*WHAT YOU WILL DO*: Format only the stretch of data from the line containing "the camouflage uniform?" through the line containing "[12,4,29,13]" as a Markdown table with the columns No. and Entry, giving each line a row number and skipping blank lines.

*DATASET EXTRACT*:
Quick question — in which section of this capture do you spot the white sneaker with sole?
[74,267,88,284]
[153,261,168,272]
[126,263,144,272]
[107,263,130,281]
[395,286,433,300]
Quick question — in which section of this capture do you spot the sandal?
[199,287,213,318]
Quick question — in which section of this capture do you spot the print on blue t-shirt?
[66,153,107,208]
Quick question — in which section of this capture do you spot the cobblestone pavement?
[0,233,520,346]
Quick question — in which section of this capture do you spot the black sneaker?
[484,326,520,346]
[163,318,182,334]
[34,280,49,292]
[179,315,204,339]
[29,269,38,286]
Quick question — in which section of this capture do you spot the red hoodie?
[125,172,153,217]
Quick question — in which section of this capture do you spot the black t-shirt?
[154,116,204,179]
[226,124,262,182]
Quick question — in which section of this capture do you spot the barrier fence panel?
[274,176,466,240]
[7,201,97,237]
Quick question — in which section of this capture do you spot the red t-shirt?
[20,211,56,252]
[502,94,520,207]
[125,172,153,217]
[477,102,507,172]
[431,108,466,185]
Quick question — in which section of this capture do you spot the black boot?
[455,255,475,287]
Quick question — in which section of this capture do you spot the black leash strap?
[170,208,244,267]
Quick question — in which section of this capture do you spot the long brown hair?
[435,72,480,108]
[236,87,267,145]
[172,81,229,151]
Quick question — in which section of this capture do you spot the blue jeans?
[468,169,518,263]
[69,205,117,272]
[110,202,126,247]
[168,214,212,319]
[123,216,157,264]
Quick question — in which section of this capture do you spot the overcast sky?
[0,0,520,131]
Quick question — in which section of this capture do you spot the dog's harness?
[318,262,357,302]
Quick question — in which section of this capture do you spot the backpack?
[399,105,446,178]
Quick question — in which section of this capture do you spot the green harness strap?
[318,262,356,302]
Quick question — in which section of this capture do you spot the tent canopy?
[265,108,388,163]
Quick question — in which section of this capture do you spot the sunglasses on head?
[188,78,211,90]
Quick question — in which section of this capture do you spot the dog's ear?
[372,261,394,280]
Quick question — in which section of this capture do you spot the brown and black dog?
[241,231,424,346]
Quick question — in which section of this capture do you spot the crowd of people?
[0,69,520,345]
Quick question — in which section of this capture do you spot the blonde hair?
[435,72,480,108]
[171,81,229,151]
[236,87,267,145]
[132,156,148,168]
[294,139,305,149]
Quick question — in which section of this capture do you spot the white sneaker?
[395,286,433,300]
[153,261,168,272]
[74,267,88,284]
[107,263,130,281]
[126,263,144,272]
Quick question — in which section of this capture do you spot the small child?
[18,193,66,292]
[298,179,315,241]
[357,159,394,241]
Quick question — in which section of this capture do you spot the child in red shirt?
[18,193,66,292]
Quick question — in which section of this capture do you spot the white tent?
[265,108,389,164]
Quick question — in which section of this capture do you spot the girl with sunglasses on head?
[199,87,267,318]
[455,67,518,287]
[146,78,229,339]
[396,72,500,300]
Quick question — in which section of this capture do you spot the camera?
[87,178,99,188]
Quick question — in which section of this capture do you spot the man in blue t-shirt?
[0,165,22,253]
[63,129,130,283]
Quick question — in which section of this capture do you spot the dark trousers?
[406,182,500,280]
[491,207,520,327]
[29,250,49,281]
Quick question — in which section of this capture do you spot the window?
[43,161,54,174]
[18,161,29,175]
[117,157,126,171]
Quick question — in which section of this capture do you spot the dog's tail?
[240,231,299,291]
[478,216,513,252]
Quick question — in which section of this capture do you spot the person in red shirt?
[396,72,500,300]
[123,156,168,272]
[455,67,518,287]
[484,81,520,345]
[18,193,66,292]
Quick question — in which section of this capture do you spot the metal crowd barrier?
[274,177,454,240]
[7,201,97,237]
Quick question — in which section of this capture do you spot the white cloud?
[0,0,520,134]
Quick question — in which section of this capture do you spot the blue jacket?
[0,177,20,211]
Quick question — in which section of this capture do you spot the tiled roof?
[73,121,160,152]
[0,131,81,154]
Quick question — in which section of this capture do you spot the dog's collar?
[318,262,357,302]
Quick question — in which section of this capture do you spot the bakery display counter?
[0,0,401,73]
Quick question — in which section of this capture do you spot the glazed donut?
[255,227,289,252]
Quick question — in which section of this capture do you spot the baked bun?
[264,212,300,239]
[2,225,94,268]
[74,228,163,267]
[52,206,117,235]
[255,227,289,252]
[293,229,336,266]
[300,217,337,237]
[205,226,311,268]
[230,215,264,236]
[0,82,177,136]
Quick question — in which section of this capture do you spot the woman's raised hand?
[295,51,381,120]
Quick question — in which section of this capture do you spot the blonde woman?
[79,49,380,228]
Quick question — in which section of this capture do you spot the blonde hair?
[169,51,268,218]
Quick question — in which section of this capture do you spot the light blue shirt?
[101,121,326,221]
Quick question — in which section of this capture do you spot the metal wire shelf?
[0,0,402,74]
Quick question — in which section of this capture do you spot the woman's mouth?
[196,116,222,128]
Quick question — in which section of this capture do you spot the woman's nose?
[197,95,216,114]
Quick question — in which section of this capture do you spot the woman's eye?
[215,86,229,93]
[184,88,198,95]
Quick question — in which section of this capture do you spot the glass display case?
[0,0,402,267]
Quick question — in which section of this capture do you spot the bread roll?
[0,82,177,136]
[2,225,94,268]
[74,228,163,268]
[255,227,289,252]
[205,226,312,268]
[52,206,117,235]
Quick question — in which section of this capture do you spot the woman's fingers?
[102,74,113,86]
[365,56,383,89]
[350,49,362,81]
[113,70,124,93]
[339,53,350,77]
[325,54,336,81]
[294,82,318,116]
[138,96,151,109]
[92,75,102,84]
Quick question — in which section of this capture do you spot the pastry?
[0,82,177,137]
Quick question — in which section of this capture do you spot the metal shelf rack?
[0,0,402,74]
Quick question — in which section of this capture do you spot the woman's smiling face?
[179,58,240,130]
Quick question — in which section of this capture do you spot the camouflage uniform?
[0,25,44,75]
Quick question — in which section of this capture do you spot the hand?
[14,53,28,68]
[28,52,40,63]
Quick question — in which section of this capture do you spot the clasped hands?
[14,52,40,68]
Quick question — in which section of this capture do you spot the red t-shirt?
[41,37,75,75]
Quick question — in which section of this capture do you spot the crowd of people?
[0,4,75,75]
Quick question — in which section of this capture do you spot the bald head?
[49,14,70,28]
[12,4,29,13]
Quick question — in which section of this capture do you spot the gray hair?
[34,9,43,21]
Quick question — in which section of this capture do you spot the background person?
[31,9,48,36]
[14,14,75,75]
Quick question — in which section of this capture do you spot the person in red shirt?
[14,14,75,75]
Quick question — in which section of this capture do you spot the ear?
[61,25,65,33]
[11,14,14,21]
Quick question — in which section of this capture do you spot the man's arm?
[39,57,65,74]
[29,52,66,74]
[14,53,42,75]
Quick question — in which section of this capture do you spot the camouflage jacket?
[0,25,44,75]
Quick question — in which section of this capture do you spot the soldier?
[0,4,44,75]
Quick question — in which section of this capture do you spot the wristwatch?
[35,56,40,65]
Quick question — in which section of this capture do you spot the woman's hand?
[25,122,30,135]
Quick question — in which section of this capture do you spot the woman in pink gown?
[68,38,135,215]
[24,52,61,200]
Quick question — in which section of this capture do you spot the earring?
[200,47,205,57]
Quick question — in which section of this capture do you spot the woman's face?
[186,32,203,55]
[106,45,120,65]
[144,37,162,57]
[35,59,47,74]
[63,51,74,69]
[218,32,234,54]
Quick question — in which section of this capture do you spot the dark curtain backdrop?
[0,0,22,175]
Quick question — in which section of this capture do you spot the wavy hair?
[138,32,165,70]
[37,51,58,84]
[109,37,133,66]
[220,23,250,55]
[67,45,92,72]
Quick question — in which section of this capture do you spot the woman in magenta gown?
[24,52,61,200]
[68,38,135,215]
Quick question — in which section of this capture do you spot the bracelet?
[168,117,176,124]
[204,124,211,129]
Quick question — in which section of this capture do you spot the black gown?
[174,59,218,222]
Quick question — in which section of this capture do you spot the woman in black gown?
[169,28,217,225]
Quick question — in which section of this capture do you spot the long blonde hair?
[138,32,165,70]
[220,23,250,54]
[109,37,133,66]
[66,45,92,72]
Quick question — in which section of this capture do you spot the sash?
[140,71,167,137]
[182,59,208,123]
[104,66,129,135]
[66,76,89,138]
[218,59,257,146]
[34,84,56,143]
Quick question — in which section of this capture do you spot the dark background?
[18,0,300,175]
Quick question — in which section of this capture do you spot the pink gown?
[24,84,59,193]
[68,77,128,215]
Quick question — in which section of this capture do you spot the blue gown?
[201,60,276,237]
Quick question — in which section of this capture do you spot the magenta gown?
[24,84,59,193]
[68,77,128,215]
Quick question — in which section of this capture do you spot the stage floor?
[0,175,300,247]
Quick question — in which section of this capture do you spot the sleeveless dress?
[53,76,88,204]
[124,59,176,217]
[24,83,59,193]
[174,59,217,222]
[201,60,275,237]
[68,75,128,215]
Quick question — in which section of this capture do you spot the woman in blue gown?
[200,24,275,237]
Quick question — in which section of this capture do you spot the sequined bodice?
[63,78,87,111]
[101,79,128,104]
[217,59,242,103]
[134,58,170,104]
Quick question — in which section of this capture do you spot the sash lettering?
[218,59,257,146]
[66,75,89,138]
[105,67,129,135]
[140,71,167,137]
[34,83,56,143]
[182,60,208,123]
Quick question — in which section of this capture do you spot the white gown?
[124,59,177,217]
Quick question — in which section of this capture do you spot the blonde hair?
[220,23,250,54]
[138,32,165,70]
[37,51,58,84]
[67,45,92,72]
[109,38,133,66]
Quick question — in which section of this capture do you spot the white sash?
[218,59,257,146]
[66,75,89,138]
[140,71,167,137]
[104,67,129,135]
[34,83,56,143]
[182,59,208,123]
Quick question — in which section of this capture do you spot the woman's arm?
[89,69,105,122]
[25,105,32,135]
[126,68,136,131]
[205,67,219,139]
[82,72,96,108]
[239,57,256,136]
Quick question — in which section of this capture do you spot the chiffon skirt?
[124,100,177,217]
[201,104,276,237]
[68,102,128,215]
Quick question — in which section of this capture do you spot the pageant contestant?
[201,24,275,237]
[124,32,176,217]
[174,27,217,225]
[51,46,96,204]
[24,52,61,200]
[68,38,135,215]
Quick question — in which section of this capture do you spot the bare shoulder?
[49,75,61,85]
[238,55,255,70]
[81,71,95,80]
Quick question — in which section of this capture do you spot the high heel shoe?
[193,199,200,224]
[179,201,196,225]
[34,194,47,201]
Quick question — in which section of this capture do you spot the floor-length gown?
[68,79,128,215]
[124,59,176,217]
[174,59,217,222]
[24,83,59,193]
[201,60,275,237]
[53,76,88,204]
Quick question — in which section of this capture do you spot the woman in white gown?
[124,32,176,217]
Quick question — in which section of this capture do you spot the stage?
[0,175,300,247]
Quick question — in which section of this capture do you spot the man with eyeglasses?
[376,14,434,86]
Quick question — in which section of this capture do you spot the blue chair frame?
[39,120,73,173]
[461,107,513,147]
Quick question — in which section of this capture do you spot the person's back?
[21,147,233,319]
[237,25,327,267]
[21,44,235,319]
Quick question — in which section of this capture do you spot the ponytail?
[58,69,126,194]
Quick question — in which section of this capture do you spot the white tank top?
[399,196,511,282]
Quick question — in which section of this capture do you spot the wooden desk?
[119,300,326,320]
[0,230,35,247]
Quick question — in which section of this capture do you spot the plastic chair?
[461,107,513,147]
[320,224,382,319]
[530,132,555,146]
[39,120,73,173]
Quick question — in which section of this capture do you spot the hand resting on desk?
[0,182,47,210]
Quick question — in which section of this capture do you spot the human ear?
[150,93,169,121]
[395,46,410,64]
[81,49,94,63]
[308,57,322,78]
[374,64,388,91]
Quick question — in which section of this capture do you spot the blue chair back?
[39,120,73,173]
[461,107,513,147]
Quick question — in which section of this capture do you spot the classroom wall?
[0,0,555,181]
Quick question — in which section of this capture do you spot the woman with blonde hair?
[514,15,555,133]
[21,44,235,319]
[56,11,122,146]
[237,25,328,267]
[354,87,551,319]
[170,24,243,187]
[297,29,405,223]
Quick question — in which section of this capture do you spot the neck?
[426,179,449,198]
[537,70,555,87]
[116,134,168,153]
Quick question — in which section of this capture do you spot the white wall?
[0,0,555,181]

*RESPONSE FOR THIS EXERCISE*:
| No. | Entry |
|---|---|
| 1 | Quick question — in which section of this capture do you spot the camouflage uniform? |
| 2 | [0,25,44,75] |
| 3 | Quick question — in which section of this capture do you spot the hand? |
| 4 | [14,53,28,68] |
| 5 | [28,52,40,63] |
| 6 | Quick question — in which section of this capture do you spot the clasped hands? |
| 7 | [14,52,40,68] |
| 8 | Quick question — in which section of this capture do you spot the red t-shirt? |
| 9 | [41,37,75,75] |
| 10 | Quick question — in which section of this capture do you spot the crowd of people? |
| 11 | [0,4,75,75] |
| 12 | Quick question — in which section of this capture do you spot the bald head? |
| 13 | [49,14,70,28] |
| 14 | [12,4,29,13] |